Jobs
**1.** Please condense the paragraph of the excerpt that begins "It was while recovering" into a shorter version that keeps its main facts.
**2.** Reproduce the part of the excerpt that begins at the words "As I write this, I" and ends after "just hours ago.", putting "belt size" in place of "waistline".
::: Excerpt :::
As I write this, I am still suffering from a food coma – that unpleasant state of being reached only after stuffing one’s face with everything edible – induced by my company’s holiday party earlier today. Having hosted my own annual holiday party this weekend and attended two heavy holiday dinners just last week, I fear for my ever-expanding waistline, not to mention my clarity of thought as I face a pre-holiday print deadline (this Friday) that looms larger than the side dishes I topped  on my plate just hours ago.

It was while recovering from this afternoon’s potluck (including a dessert bar of cakes, cookies and doughnuts – oh my!) that I received a startling press release from Mars. Although its contents should come as no shock to someone in the communications biz (i.e. me), I was nonetheless a little frightened by the bottom line: College students would rather give up their significant others than spend seven days without cell phones, Internet, e-mail or text messages.
::: Material shown :::
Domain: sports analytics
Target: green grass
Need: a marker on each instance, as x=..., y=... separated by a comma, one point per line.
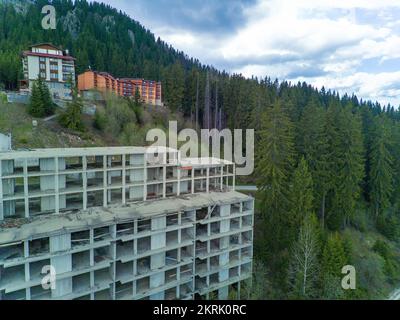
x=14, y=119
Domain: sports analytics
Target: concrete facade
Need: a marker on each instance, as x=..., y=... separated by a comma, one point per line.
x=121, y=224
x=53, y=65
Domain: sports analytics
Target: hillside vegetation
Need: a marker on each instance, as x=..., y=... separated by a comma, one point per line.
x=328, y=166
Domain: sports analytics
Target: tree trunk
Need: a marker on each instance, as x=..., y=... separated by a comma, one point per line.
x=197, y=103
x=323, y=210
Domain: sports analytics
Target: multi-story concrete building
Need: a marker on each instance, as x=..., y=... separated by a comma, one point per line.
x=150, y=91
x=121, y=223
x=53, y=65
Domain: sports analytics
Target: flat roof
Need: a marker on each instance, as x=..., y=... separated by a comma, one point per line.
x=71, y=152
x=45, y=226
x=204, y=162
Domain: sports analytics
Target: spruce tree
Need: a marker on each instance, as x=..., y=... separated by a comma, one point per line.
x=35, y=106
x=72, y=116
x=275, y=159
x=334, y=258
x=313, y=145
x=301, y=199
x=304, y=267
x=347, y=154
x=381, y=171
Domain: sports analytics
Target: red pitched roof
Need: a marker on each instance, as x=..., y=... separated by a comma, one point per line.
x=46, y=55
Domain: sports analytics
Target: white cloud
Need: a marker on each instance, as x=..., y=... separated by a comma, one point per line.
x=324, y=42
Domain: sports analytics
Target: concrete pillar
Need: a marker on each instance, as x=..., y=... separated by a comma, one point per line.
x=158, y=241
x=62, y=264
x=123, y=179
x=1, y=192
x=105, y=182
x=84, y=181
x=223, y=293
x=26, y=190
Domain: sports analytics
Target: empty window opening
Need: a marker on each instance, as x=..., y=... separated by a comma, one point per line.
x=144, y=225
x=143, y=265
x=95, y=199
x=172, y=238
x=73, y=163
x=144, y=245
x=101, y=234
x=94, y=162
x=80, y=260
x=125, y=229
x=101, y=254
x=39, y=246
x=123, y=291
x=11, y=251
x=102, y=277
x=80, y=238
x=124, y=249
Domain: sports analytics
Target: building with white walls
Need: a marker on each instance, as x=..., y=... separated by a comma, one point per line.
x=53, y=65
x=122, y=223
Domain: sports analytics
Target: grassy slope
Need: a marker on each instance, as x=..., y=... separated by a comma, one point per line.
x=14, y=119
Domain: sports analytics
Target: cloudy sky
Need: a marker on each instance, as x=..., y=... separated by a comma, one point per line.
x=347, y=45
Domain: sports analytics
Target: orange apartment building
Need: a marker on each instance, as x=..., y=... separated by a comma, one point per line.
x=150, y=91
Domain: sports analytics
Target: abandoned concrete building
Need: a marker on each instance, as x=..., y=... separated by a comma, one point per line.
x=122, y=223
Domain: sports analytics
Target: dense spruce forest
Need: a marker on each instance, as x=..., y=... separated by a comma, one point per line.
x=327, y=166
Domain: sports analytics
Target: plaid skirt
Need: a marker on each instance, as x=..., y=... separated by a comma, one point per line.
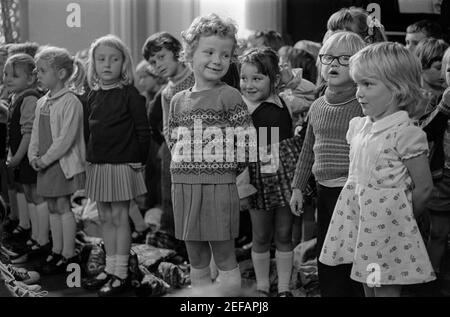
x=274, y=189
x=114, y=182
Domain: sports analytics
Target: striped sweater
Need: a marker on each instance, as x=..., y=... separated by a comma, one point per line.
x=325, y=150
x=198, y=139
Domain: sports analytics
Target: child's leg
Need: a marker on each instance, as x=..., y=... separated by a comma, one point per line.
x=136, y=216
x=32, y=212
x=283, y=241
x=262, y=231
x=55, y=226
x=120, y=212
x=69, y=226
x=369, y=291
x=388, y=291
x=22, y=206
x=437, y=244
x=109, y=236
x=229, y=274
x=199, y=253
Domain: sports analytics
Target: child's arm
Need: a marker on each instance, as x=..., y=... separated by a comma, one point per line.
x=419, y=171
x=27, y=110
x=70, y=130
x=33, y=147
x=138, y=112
:::
The solutions
**1.** While recovering from this afternoon's potluck and its dessert bar of cakes, cookies and doughnuts, I got a startling press release from Mars. Though I work in communications and shouldn't have been shocked, its finding unsettled me: college students would rather give up their significant others than spend seven days without cell phones, Internet, e-mail or text messages.

**2.**
As I write this, I am still suffering from a food coma – that unpleasant state of being reached only after stuffing one’s face with everything edible – induced by my company’s holiday party earlier today. Having hosted my own annual holiday party this weekend and attended two heavy holiday dinners just last week, I fear for my ever-expanding belt size, not to mention my clarity of thought as I face a pre-holiday print deadline (this Friday) that looms larger than the side dishes I topped  on my plate just hours ago.